Copy everything from the line containing "Can you find the golden" down to the line containing "Can you find the white linen" in the records below, changing "pat of butter" to "stick of butter" and keeping every other line and word the same.

▶ **EXCERPTED DATA**:
***

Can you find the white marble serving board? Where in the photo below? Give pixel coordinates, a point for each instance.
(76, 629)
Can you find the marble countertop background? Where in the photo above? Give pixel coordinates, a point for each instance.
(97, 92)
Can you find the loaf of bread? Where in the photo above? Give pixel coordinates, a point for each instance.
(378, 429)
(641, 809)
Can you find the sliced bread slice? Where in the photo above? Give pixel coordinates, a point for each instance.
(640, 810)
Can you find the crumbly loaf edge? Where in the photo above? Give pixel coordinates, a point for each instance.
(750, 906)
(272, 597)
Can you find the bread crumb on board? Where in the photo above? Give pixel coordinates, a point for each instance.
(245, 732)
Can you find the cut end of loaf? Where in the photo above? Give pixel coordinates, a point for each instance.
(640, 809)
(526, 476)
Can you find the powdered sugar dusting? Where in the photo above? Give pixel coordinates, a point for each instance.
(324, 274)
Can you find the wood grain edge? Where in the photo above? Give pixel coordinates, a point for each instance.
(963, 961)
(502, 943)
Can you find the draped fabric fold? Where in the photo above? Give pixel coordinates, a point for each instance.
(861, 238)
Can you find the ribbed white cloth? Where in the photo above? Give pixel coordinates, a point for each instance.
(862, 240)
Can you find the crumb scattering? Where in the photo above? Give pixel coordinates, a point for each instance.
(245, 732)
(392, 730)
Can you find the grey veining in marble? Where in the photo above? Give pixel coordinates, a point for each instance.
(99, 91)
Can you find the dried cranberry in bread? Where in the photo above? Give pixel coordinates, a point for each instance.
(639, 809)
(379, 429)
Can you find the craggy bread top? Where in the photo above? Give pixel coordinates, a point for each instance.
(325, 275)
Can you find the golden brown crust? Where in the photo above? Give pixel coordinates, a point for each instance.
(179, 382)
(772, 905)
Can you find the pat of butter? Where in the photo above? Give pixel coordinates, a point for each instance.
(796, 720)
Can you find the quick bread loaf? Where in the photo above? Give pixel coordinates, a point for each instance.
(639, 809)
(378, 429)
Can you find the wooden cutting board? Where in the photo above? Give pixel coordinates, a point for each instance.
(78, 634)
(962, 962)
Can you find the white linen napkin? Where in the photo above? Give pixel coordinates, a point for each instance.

***

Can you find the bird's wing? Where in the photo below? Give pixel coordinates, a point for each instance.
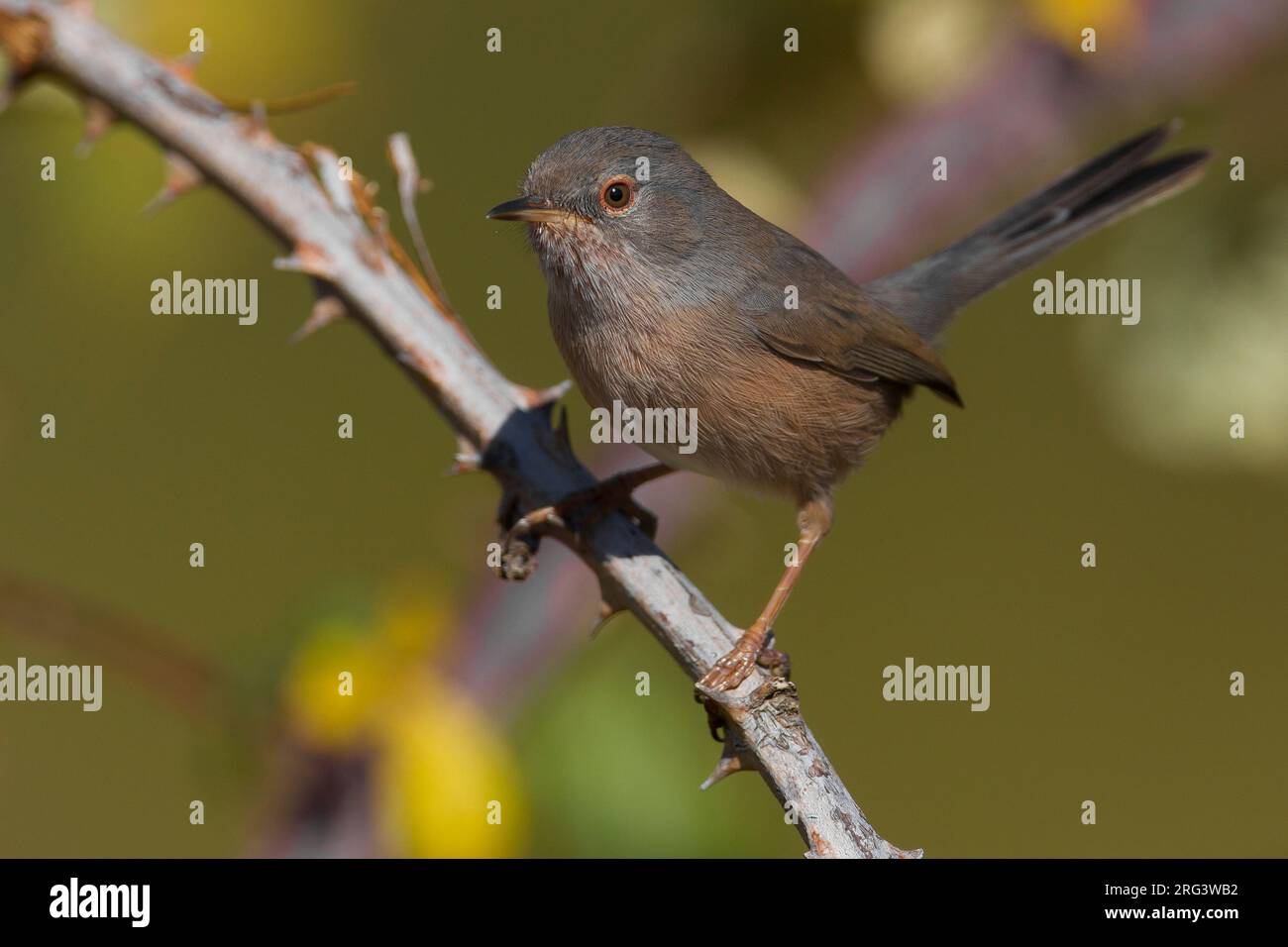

***

▶ **CORRECT OUTPUT**:
Can you find the golden brown crust? Where in the photo above? Give pixel coordinates, a point for each instance.
(179, 382)
(772, 905)
Can you find the stick of butter? Where in the photo above? Give pixel coordinates, a point for each instance.
(796, 720)
Can you find the quick bread loaf? Where in the photo above? Give pixel coordinates, a point for each instance.
(639, 809)
(378, 429)
Can you find the wooden cutting board? Where in the photo above? Give pixel coordinates, a point for each instance.
(78, 634)
(962, 962)
Can you find the white linen napkin? Where in the photo above? Give pixel coordinates, a point for each instance.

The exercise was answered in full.